### KUTIPAN DOKUMEN
>>

Dampak Semburan Belerang Danau Batur 8.000 Bangkai Ikan Mengambang, Ketut Wania Merugi Rp 70 Juta
Semburan belerang di kawasan Danau Batur mulai menimbulkan dampak. Sementara diperkirakan 8.000 bangkai ikan milik peternak yang dipelihara di Keramba
Penulis: Muhammad Fredey Mercury | Editor: Ady Sucipto
TRIBUN-BALI.COM, BANGLI - Semburan belerang di kawasan Danau Batur mulai menimbulkan dampak.
Sementara diperkirakan 8.000 bangkai ikan milik peternak yang dipelihara di Keramba Jaring apung (KJA), telah mati.
Bangkai-bangkainya mengambang di permukaan air.
Peternak ikan di Banjar Seked, Desa Batur, Kintamani, I Ketut Wania mengungkapkan, kematian ikan ia ketahui kemarin.
Dari total 34 lubang KJA, dua lubang di antaranya penuh oleh bangkai ikan. Dua lubang tersebut berisi penampungan ikan yang siap panen.
“Dua KJA ini memang dipersiapkan untuk masa panen sehingga dalam sebulan terakhir terus dipacu dalam pemberian pakan. Namun karena ada kesibukan beberapa hari terakhir, ternyata duluan mati akibat belerang ini,” ucapnya Wania, Senin (15/7).
Satu lubang KJA diperkirakan berisi 4.000 hingga 5.000 ikan nila. Rata-rata ikan pada dua KJA tersebut berusia tujuh hingga delapan bulan dan memiliki berat tiga hingga empat kilogram.
Dengan demikian total ikan yang mati mencapai 2,5 ton. Sementara yang masih bertahan hidup hanya ikan kecil berusia di bawah tiga bulan.
“Berdasarkan perilakunya ikan kecil ini lebih sering berada di permukaan sehingga mereka aman dari belerang. Sementara ikan yang besar, cenderung lebih sering berada di bawah, serta memerlukan oksigen yang lebih banyak. Ikan yang kini terlihat mati dan mengambang ini belum merupakan jumlah seluruhnya. Karena sebelum empat jam pasca kematian ikan akan tenggelam,” ucapnya.
Wania tidak memungkiri fenomena semburan belerang ini merupakan siklus tahunan.
Meski demikian, KJA di wilayah Banjar Seked cenderung lebih aman dari dampak semburan belerang pada tahun-tahun sebelumnya.

<<

### Entri yang diambil dari sebuah koleksi
>>

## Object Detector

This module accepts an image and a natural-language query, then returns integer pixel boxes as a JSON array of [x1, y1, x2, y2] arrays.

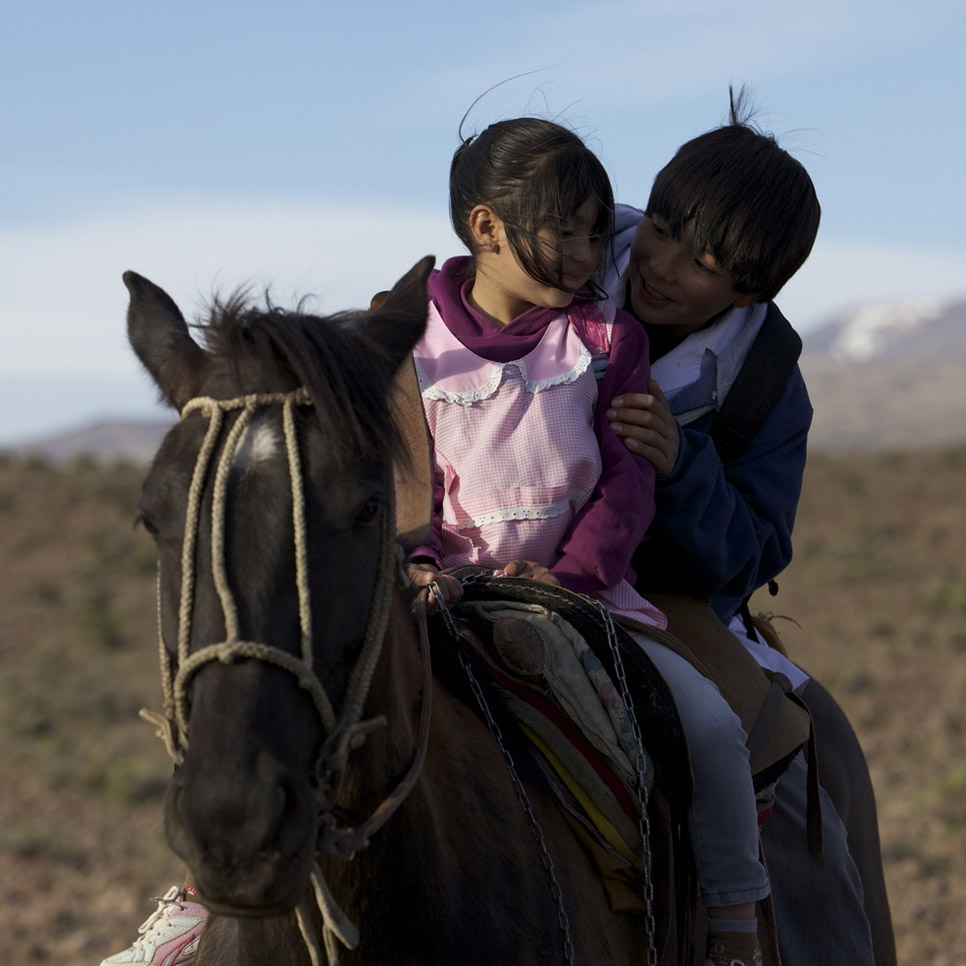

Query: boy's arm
[[635, 370, 812, 598], [550, 312, 654, 594]]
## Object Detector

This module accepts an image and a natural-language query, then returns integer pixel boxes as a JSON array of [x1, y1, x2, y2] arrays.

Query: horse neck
[[338, 593, 431, 824]]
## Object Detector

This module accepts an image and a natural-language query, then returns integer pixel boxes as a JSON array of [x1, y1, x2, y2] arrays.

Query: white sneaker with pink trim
[[101, 886, 208, 966]]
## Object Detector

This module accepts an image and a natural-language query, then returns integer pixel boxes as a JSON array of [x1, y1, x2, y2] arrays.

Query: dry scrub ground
[[0, 451, 966, 966]]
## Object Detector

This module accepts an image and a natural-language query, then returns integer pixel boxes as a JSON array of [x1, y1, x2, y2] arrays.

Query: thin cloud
[[0, 200, 459, 373]]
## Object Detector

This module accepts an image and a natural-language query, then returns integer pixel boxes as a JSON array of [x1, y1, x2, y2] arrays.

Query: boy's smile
[[628, 215, 755, 340]]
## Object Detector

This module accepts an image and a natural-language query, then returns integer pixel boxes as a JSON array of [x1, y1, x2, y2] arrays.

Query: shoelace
[[133, 886, 184, 948]]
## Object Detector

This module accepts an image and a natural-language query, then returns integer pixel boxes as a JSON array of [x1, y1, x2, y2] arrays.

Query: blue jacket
[[633, 366, 812, 623], [601, 205, 812, 623]]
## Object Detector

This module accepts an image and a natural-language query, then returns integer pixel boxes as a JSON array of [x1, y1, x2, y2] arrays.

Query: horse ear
[[363, 255, 436, 367], [123, 272, 208, 410]]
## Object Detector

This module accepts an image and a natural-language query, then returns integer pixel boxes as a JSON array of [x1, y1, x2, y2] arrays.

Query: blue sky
[[0, 0, 966, 445]]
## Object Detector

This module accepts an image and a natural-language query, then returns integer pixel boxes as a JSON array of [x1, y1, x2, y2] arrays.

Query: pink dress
[[414, 294, 666, 627]]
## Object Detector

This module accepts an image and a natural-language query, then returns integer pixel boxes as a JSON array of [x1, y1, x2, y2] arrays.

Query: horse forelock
[[199, 291, 403, 465]]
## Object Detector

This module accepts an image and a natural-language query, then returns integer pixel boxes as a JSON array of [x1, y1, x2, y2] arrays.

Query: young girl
[[410, 118, 768, 966]]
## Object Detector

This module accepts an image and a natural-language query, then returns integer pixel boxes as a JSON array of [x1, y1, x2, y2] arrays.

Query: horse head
[[124, 258, 433, 916]]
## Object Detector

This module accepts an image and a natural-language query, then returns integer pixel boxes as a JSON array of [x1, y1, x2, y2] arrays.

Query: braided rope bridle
[[141, 388, 431, 966]]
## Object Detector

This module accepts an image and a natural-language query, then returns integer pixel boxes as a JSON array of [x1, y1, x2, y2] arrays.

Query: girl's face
[[628, 215, 755, 339], [472, 198, 600, 324]]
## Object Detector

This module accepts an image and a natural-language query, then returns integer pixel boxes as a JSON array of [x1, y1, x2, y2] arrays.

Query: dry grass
[[0, 450, 966, 966]]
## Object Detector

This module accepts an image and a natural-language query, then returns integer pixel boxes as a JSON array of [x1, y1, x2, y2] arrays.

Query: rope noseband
[[141, 388, 431, 966]]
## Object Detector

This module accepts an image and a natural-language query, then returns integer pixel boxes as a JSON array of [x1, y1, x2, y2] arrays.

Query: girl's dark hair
[[647, 89, 821, 301], [449, 117, 614, 288]]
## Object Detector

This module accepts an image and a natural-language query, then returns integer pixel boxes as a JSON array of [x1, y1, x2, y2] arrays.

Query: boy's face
[[628, 215, 755, 339]]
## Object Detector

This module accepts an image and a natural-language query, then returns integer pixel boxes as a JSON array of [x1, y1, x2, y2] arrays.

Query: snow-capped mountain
[[801, 300, 966, 450], [804, 299, 966, 363]]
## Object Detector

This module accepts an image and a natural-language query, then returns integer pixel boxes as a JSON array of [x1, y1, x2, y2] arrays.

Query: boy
[[603, 94, 895, 966]]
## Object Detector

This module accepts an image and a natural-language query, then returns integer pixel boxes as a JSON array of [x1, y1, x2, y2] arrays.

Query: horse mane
[[197, 290, 405, 472]]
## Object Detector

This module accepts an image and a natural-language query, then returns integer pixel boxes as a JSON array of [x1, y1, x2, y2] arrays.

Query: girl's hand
[[406, 563, 463, 613], [607, 379, 681, 477], [503, 560, 560, 587]]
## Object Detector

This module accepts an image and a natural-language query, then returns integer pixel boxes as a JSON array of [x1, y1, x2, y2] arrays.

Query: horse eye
[[356, 499, 382, 527]]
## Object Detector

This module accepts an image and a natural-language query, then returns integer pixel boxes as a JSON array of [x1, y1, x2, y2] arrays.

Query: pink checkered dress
[[414, 304, 665, 626]]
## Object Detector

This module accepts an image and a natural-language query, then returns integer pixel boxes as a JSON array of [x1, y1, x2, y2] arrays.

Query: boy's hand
[[503, 560, 560, 587], [607, 379, 681, 477], [406, 563, 463, 613]]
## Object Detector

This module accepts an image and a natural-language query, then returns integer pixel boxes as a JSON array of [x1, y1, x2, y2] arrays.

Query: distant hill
[[7, 299, 966, 463], [7, 418, 174, 464], [801, 301, 966, 450]]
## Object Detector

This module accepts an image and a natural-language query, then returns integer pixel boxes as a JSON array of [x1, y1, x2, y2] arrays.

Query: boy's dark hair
[[449, 117, 614, 288], [647, 89, 821, 301]]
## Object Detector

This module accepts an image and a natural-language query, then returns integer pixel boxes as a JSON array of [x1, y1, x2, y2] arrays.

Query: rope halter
[[141, 388, 429, 964]]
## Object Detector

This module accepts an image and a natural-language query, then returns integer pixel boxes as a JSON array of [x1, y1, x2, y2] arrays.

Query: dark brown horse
[[125, 259, 660, 966]]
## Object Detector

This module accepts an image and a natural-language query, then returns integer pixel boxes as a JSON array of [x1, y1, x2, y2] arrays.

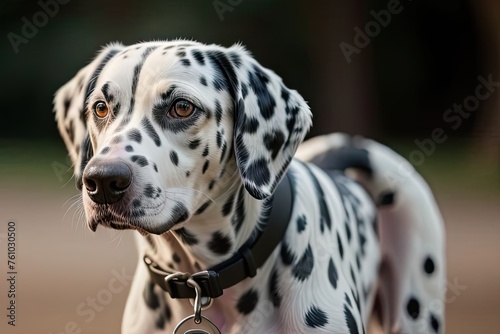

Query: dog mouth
[[87, 205, 181, 236], [88, 211, 151, 235]]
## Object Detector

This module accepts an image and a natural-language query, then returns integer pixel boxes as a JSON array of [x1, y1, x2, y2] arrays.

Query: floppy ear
[[212, 45, 312, 199], [54, 44, 123, 189]]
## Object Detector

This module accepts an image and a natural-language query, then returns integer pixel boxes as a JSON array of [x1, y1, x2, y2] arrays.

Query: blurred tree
[[471, 0, 500, 167]]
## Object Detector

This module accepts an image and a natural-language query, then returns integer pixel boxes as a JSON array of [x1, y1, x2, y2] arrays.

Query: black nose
[[83, 160, 132, 204]]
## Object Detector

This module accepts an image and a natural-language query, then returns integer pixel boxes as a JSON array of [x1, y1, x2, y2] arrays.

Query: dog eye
[[94, 101, 108, 118], [168, 100, 196, 118]]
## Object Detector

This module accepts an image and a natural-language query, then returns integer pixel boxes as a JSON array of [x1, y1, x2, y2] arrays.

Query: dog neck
[[164, 182, 269, 270]]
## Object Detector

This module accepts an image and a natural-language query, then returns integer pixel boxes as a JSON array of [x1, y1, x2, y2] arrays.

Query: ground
[[0, 142, 500, 334]]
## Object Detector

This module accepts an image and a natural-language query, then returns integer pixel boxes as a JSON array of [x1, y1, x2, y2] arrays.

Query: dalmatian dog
[[54, 40, 446, 334]]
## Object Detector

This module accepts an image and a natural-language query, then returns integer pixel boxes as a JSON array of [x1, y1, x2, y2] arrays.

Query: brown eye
[[94, 101, 108, 118], [168, 100, 196, 118]]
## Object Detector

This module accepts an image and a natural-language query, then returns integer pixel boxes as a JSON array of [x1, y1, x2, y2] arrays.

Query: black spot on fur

<<

Jawab pertanyaan berikut berdasarkan artikel tentang semburan belerang di Danau Batur:
1. Dari total berapa lubang KJA, berapa lubang yang penuh oleh bangkai ikan?
2. Berapa perkiraan jumlah ikan nila dalam satu lubang KJA?
3. Ikan apa yang masih bertahan hidup?

### JAWABAN TUGAS
1. Dari total 34 lubang KJA, dua lubang penuh oleh bangkai ikan.
2. Satu lubang KJA diperkirakan berisi 4.000 hingga 5.000 ikan nila.
3. Yang masih bertahan hidup hanya ikan kecil berusia di bawah tiga bulan.